PROBLEM TO WORK ON: Condense the paragraph in the banking-privacy article that begins "Under the new regulations" into a short bulleted list that keeps its main facts.

PAGE EXCERPT:
From: David Farber <dave () farber net>
Date: Thu, 24 Mar 2005 15:01:57 -0500


------ Forwarded Message
From: Frank Nickerson <salesman44-clark () yahoo com>
Reply-To: Frank Nickerson <salesman44-clark () yahoo com>
Date: Thu, 24 Mar 2005 13:59:05 -0500
To: <dave () farber net>
Subject: New Banking Regs (FDIC, Fed, OCC, OTS) Address Privacy - Today's
Wash Post

Dave,

For posting if you desire:

Banking Rules Address Theft Of Customers' Private Data

By Jonathan Krim
Washington Post Staff Writer
Thursday, March 24, 2005; Page E01

Banks and some other financial institutions will be required to tell
customers if their private information has been obtained by hackers or
identity thieves and is likely to be misused, under rules approved this week
and announced yesterday.

Under the new regulations, breaches of private information must be reported
to people affected if the financial institution determines that data have
been, or could be, illicitly used. The rules take effect immediately for
federal and state-chartered banks, and savings and loans.

The rules come at a time of growing public fears about identity theft. In
the past several weeks, two large information brokers had breaches that
resulted in records on roughly 175,000 consumers falling into the hands of
identity thieves. The new rules, however, do not apply to such brokers, or
to credit unions or credit-reporting agencies.

DATA SUPPLIED:
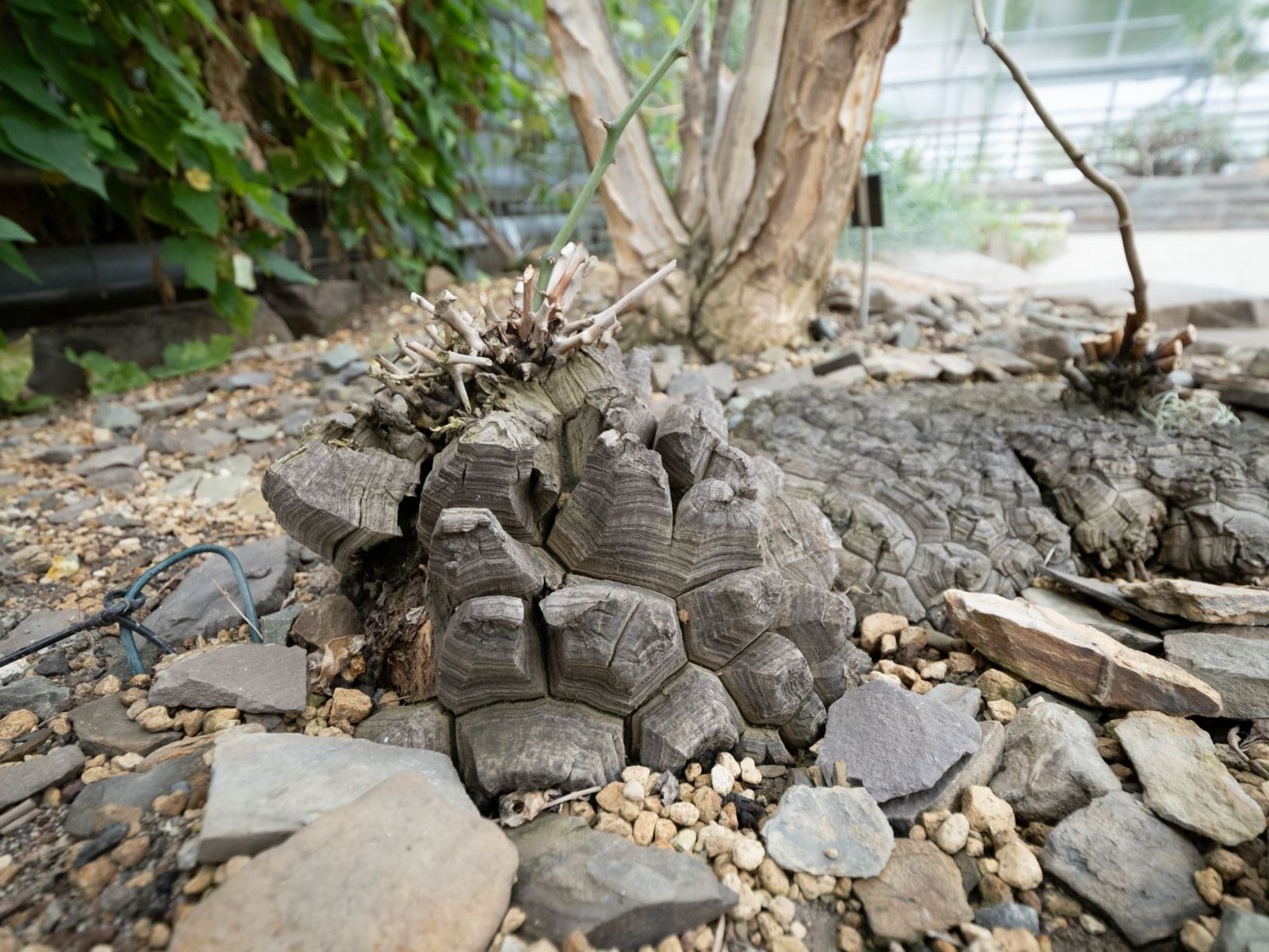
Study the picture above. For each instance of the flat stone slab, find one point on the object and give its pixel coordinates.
(103, 727)
(974, 769)
(27, 779)
(198, 607)
(1201, 601)
(1232, 659)
(397, 867)
(894, 741)
(267, 786)
(1183, 779)
(33, 693)
(1075, 661)
(1051, 765)
(253, 678)
(573, 877)
(427, 727)
(919, 890)
(812, 821)
(1134, 867)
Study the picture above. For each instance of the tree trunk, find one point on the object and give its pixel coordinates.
(771, 162)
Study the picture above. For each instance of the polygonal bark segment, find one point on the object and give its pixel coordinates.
(539, 745)
(309, 491)
(716, 532)
(472, 556)
(497, 463)
(687, 436)
(689, 717)
(818, 621)
(611, 645)
(617, 522)
(489, 651)
(800, 541)
(769, 681)
(726, 615)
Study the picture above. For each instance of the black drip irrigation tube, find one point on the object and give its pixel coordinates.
(120, 603)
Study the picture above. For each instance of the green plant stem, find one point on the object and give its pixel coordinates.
(615, 130)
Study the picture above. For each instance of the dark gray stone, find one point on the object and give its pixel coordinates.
(103, 727)
(895, 741)
(1243, 932)
(27, 779)
(126, 456)
(267, 786)
(253, 678)
(1008, 915)
(974, 769)
(1232, 659)
(811, 820)
(573, 877)
(36, 693)
(1051, 765)
(197, 607)
(276, 627)
(1135, 869)
(427, 727)
(138, 790)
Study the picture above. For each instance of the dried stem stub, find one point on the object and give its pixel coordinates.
(445, 378)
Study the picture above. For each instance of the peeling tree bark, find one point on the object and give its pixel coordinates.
(771, 162)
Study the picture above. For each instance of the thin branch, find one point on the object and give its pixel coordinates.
(615, 130)
(1141, 311)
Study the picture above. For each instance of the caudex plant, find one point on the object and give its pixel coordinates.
(1126, 366)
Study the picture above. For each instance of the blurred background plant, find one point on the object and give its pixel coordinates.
(242, 136)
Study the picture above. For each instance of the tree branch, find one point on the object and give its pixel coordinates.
(615, 130)
(1141, 310)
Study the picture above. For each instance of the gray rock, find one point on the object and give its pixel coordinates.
(38, 625)
(1080, 611)
(427, 727)
(34, 693)
(1136, 869)
(974, 769)
(895, 741)
(276, 627)
(960, 697)
(1232, 659)
(1184, 783)
(26, 779)
(197, 607)
(1243, 932)
(811, 820)
(338, 358)
(253, 678)
(245, 380)
(267, 786)
(136, 790)
(919, 890)
(116, 417)
(1008, 915)
(573, 877)
(1051, 765)
(187, 439)
(126, 456)
(395, 869)
(103, 727)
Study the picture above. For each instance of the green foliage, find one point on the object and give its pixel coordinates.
(942, 210)
(110, 376)
(1172, 140)
(210, 127)
(106, 375)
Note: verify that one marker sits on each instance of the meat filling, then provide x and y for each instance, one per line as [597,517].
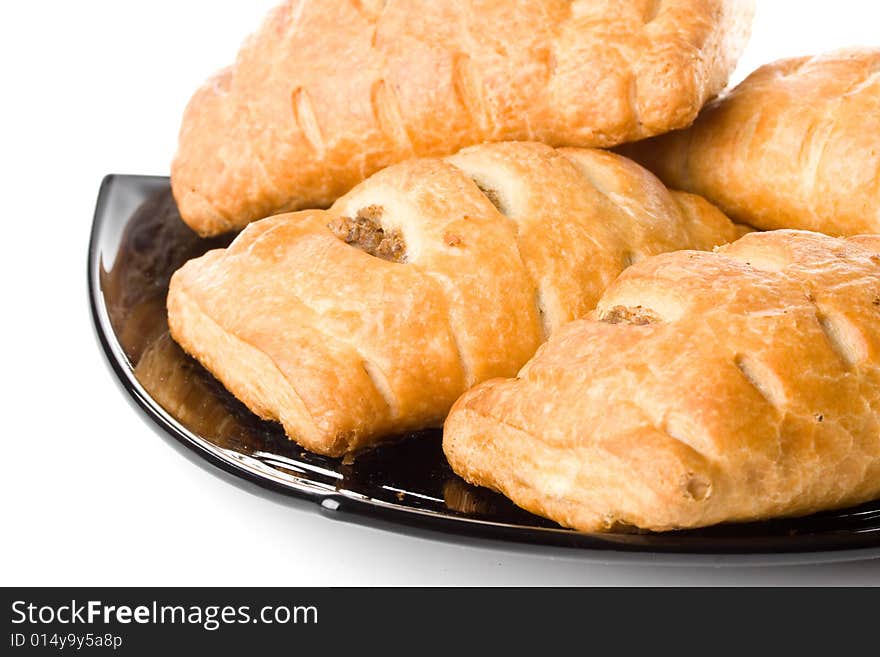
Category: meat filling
[630,315]
[365,233]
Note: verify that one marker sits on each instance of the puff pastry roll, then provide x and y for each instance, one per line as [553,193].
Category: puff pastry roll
[704,388]
[326,93]
[369,320]
[796,145]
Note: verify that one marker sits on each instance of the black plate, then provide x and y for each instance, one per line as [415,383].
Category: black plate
[138,240]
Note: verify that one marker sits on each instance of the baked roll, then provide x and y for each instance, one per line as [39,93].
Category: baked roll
[326,93]
[369,320]
[796,145]
[705,388]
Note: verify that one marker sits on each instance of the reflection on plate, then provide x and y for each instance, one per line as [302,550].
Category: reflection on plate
[138,240]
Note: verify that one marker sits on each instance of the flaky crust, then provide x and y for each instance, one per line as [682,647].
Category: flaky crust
[344,348]
[326,93]
[796,145]
[704,388]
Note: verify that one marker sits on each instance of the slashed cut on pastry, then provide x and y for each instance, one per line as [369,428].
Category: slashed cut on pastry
[328,92]
[796,145]
[431,276]
[704,388]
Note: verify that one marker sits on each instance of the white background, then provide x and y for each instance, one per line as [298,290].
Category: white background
[90,494]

THE ANSWER:
- A financial institution must report a breach of private information to the people affected if it determines the data have been, or could be, illicitly used.
- The rules take effect immediately for federal and state-chartered banks and for savings and loans.